─── Source extract ───
New Technology Boosts Gene-Drive Safety, Flexibility
‘Transcomplementing’ gene drive offers new approach for lab experiments and potential field trials
January 24, 2020
By Mario Aguilera
Gene-drive systems based on CRISPR-Cas9 technology have opened a vast world of opportunities for scientists to develop genetically based solutions to urgent global health, disease and sustainability issues.
In the case of malaria, for example, scientists are creating gene drives that spread through mosquito populations and halt the transmission of the deadly disease. But along with gene drive’s promise has come concern about the technology’s potential to quickly propagate and spread broadly unchecked.
Researchers at the University of California San Diego have developed a new method to increase safety controls for gene-drive systems.
Gene drives function through two main components, the Cas9 protein that binds to and cuts DNA, and the guide RNA, or “gRNA,” that directs the edits. The new technology splits the Cas9 and gRNA components into separate functional areas during gene-drive development. Since each component is needed to implement a functioning gene drive, research safety increases and risk is reduced. When the full gene drive is ready to be tested and implemented, the components are merged back together in subsequent generations.
The new “transcomplementing” split-gene-drive is described in Nature Communications.
“This two-component nature of the system aids scientists during the optimization phase of laboratory research as well as increases safety by limiting the potential escape of engineered animals to experimentation windows,” said Valentino Gantz, an assistant research scientist, senior author of the new study and a collaborator with the Tata Institute for Genetics and Society.
The new method was developed in flies but eventually could be adapted to mosquitoes. The transcomplementing gene-drive, the researchers say, also has potential advantages in field deployments seeking to alter wild populations. This novel gene drive could be more effective at modifying wild mosquito populations by reaching a higher number of individuals with engineered anti-pathogen genes.
“We really hope that a lot of aspects that we have covered in this study can be helpful for the design of future gene drives,” said Gantz.
Study coauthors include Víctor López Del Amo, Alena Bishop, Héctor Sánchez C., Jared Bennett, Xuechun Feng, John Marshall, Ethan Bier and Valentino Gantz.
───
> Required action 1:
Answer these from the gene-drive article:
(a) On what date was it published?
(b) What are the two main components that gene drives work through?
(c) In what animal was the new method developed?
> Required action 2: Write out the gene-drive article word for word, from "The new method" up to and including "engineered anti-pathogen genes.".
─── Data for analysis ───
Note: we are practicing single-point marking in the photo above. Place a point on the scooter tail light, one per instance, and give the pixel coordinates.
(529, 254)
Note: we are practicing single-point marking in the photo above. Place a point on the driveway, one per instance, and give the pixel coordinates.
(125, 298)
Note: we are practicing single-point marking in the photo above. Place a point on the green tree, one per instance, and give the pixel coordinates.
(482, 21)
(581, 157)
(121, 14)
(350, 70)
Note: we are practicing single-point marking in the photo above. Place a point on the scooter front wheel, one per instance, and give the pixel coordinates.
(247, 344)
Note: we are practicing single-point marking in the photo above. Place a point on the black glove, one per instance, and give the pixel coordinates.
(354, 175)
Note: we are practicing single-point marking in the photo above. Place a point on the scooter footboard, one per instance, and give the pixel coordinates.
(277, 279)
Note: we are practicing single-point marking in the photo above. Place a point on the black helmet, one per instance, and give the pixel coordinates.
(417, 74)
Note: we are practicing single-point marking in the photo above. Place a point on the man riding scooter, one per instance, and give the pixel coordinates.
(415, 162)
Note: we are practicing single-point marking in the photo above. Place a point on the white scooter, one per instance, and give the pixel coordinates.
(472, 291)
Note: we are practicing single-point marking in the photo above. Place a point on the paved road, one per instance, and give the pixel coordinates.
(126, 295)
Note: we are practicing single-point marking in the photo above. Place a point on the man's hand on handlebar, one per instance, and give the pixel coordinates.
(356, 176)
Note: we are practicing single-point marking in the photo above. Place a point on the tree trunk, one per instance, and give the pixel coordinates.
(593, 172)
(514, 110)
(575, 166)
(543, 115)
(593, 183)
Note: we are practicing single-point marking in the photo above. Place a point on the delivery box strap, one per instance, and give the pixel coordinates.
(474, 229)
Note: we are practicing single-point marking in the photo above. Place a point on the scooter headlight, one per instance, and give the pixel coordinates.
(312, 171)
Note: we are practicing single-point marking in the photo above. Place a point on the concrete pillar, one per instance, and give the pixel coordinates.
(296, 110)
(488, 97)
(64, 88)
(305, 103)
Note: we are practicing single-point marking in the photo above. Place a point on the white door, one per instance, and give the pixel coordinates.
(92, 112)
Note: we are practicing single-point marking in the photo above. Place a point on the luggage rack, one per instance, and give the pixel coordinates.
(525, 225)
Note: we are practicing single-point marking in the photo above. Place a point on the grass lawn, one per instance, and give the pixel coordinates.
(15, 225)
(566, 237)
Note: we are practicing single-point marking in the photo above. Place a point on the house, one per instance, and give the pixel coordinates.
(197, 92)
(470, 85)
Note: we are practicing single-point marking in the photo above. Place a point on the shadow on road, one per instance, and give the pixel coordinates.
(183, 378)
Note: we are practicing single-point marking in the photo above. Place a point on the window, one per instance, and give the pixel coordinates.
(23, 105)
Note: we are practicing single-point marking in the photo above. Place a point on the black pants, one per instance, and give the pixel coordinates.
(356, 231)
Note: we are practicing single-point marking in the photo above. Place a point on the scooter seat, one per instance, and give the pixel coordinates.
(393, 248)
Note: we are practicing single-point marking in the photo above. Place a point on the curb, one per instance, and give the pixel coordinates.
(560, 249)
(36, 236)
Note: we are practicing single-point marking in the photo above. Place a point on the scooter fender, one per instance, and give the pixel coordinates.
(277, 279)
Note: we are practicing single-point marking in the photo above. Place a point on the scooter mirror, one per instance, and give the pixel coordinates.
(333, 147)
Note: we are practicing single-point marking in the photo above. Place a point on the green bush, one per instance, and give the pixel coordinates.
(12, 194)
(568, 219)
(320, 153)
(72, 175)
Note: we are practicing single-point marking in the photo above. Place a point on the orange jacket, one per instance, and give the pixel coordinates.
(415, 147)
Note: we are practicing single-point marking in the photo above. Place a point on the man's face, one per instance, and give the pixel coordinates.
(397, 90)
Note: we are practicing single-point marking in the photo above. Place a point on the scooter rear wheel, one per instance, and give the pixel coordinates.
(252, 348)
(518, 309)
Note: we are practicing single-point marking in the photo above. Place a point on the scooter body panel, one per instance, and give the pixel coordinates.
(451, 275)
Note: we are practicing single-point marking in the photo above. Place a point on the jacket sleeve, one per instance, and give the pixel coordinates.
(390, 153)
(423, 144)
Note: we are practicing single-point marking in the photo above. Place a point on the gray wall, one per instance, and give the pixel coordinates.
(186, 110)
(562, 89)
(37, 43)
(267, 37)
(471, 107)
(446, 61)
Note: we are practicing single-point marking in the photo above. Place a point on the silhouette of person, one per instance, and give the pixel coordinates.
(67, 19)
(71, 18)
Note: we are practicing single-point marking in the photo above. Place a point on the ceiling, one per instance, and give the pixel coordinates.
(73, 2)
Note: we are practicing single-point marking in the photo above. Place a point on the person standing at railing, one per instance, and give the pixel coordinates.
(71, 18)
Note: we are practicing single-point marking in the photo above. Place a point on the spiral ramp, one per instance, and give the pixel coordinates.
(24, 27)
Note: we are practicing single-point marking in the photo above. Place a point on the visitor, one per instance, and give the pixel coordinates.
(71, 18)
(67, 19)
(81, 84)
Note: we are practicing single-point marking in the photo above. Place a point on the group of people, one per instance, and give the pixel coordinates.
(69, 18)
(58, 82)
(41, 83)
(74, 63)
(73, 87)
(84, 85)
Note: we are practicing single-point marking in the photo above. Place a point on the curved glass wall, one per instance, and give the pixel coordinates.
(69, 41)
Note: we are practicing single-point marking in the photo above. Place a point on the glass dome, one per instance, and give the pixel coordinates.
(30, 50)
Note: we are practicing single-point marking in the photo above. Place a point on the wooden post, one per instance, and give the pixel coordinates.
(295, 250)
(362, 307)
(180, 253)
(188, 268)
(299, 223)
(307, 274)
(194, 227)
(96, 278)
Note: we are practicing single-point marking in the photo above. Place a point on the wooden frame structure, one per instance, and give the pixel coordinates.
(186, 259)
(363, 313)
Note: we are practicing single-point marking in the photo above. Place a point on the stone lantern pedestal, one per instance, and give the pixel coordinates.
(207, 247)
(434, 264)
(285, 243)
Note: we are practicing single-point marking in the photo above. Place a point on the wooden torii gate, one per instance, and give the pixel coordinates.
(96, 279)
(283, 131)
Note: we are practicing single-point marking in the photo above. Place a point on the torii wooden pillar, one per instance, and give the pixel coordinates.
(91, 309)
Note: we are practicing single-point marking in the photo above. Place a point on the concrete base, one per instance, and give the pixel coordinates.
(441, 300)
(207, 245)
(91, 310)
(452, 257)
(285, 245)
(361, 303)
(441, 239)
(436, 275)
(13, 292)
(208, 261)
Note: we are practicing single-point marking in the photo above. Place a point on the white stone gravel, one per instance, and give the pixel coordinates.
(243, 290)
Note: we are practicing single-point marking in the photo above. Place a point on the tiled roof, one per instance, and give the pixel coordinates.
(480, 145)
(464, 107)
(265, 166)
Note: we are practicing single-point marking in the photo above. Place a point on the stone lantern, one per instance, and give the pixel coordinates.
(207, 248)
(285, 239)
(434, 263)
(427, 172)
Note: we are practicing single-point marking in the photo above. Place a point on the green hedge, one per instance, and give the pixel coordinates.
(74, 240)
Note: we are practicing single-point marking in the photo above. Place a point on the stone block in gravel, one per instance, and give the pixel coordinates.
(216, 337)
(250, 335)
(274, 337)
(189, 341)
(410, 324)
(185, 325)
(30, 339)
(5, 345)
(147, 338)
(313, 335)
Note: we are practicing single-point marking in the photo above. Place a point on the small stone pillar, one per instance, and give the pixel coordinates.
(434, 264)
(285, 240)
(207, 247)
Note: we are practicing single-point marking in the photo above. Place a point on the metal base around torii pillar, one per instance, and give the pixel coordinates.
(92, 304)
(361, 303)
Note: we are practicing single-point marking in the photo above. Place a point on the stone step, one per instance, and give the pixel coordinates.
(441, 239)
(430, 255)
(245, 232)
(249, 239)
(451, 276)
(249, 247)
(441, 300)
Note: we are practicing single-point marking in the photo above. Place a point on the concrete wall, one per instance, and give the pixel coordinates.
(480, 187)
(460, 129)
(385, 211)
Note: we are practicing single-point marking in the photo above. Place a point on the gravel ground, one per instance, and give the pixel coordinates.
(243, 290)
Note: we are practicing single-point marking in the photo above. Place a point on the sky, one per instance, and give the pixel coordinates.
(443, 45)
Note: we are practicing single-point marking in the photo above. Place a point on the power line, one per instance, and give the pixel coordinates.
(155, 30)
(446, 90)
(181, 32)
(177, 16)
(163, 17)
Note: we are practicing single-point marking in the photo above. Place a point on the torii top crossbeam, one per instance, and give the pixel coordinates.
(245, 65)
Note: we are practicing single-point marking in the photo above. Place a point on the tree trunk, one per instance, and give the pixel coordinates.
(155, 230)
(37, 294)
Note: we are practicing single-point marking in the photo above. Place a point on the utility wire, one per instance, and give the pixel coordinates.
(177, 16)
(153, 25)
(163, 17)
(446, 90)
───
> Output 1:
(a) January 24, 2020
(b) The Cas9 protein and the guide RNA (gRNA)
(c) Flies

> Output 2:
The new method was developed in flies but eventually could be adapted to mosquitoes. The transcomplementing gene-drive, the researchers say, also has potential advantages in field deployments seeking to alter wild populations. This novel gene drive could be more effective at modifying wild mosquito populations by reaching a higher number of individuals with engineered anti-pathogen genes.